--- Text ---
==========
Dancing with the cells
The same kind of contraction that fires our muscles also controls a key stage of mammalian embryo development, according to a new study published in Nature Cell Biology. The research, conducted at EMBL Heidelberg, measured and mapped how cells in very early stage embryos bond tightly together. The scientists also discovered a cellular behaviour that hadn’t been observed before: cells in the embryo ‘dance’, each one making the same rhythmic movement.
The focus of the study was a stage of development known as compaction, which takes place when the embryo has eight cells. Compaction changes the embryo from a loosely attached group of cells to a closely bonded single entity. During compaction – which takes around 10 hours – the cells change shape to create the overall form of the embryo, increasing the area of contact between them.
Using a new method, the researchers were able to measure the forces required to change the shape of the cells as compaction progressed.
Being able to chart the tension within the embryo without destroying it meant they were able to investigate which cellular process was the main driver behind the compaction process.
The first contender was a process known as adhesion. This is controlled by E-cadherin, an adhesion molecule on the cell surface that sticks cells together, ’zipping up’ the two surfaces as the molecules attach to each other. Earlier research had shown that when adhesion was blocked, compaction did not take place.
The second contender was cell contraction, a process controlled by myosin, a type of motor protein that also causes contractions in muscle fibres. Myosin ‘walks’ on tracks formed by another protein, actin. Every cell has a layer of actin underneath its membrane, and myosin contracts this cortical layer, controlling the tension of the cell surface. The EMBL Heidelberg team had also established that compaction did not take place if a cell’s ability to contract was blocked.
Postdoctoral researcher and first author, Jean-Léon Maître, explains: “By measuring the tensions of the cells when each cellular process was blocked, we were able to prove it was a contraction that pulls the cells together to compact the embryo, rather than adhesion acting as a glue to ‘stick’ them together. Adhesion is obviously important, but it appears to work as an anchor, rather than an engine of the compaction process.”
This discovery was made possible by combining biological expertise from the group led by Takashi Hiiragi with that of the physicists working in the Nédéléc group.
Hervé Turlier explains: “The research showed that it was the increased tension at the outer surface of the embryo that drives the compaction, rather than the relaxation of the cell to cell contacts. In fact, the changing ratio between these two tensions now provides us with a simple way to portray the compaction process despite the complex biological mechanisms taking place.”
==========
--- Records shown ---
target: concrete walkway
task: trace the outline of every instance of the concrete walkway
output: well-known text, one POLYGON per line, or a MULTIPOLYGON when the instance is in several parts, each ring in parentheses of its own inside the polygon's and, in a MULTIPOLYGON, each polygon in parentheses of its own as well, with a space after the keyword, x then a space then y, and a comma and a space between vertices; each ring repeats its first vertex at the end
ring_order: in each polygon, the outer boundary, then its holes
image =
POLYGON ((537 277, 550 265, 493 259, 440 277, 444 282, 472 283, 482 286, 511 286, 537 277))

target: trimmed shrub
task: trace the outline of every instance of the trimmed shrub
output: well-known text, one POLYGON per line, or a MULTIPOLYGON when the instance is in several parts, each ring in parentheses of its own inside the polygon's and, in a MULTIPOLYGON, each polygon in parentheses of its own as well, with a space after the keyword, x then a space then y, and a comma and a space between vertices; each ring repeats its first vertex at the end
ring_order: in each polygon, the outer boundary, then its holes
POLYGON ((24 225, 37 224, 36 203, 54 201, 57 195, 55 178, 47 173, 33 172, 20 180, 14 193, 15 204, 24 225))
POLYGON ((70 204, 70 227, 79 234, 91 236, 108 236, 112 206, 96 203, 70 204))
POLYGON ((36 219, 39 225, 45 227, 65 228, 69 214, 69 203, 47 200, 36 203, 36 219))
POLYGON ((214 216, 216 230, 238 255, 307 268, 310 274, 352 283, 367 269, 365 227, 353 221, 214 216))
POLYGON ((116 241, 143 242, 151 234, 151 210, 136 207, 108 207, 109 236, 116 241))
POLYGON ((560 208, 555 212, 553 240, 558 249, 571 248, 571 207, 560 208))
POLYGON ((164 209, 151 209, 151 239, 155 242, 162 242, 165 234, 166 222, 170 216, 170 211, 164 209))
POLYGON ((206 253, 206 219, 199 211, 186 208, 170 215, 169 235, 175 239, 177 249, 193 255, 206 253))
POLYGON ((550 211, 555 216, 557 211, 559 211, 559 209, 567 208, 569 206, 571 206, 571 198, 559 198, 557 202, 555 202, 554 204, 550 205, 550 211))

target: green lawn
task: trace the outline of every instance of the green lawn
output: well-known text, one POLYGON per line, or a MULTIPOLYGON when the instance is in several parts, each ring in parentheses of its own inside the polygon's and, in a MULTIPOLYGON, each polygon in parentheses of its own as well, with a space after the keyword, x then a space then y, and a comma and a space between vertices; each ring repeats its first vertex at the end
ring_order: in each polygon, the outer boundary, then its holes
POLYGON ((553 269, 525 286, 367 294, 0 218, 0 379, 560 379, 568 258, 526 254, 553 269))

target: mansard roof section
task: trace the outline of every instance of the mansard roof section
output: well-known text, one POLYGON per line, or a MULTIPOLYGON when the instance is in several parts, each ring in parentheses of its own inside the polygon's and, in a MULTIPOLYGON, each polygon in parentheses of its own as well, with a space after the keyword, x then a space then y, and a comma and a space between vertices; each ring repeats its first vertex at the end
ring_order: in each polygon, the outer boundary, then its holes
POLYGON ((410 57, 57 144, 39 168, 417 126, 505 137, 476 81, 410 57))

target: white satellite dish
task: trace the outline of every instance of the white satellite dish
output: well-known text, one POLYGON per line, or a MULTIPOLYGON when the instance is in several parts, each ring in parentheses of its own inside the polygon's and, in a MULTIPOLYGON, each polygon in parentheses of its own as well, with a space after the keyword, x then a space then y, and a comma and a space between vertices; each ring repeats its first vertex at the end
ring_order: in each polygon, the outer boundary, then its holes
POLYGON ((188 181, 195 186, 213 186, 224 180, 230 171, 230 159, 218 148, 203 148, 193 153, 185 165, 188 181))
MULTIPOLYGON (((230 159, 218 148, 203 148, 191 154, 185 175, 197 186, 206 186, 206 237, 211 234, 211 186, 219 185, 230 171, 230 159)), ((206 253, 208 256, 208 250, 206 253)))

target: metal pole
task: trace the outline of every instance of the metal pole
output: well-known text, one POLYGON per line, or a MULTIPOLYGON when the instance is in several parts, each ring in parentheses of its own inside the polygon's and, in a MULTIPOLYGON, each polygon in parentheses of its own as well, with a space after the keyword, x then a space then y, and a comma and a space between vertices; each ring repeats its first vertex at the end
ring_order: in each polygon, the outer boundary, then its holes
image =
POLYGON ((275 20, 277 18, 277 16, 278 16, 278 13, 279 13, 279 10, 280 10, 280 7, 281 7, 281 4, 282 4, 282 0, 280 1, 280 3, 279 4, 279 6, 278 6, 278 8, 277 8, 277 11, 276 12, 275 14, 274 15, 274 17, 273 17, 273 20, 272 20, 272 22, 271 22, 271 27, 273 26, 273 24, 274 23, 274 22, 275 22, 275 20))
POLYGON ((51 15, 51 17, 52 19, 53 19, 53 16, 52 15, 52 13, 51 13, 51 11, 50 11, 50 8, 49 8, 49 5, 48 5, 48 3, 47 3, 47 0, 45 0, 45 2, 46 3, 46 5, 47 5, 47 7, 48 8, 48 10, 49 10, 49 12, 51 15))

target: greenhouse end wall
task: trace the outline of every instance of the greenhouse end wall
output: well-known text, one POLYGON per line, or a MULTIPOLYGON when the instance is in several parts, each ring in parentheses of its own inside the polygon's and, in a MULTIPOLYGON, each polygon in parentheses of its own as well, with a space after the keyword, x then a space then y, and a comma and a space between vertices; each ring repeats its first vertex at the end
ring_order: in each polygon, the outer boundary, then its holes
==========
--- What you have to do ---
Write out the stretch of the article on embryo compaction from "The second contender" through "contract was blocked.". The items are separate from the article on embryo compaction.

--- Written answer ---
The second contender was cell contraction, a process controlled by myosin, a type of motor protein that also causes contractions in muscle fibres. Myosin ‘walks’ on tracks formed by another protein, actin. Every cell has a layer of actin underneath its membrane, and myosin contracts this cortical layer, controlling the tension of the cell surface. The EMBL Heidelberg team had also established that compaction did not take place if a cell’s ability to contract was blocked.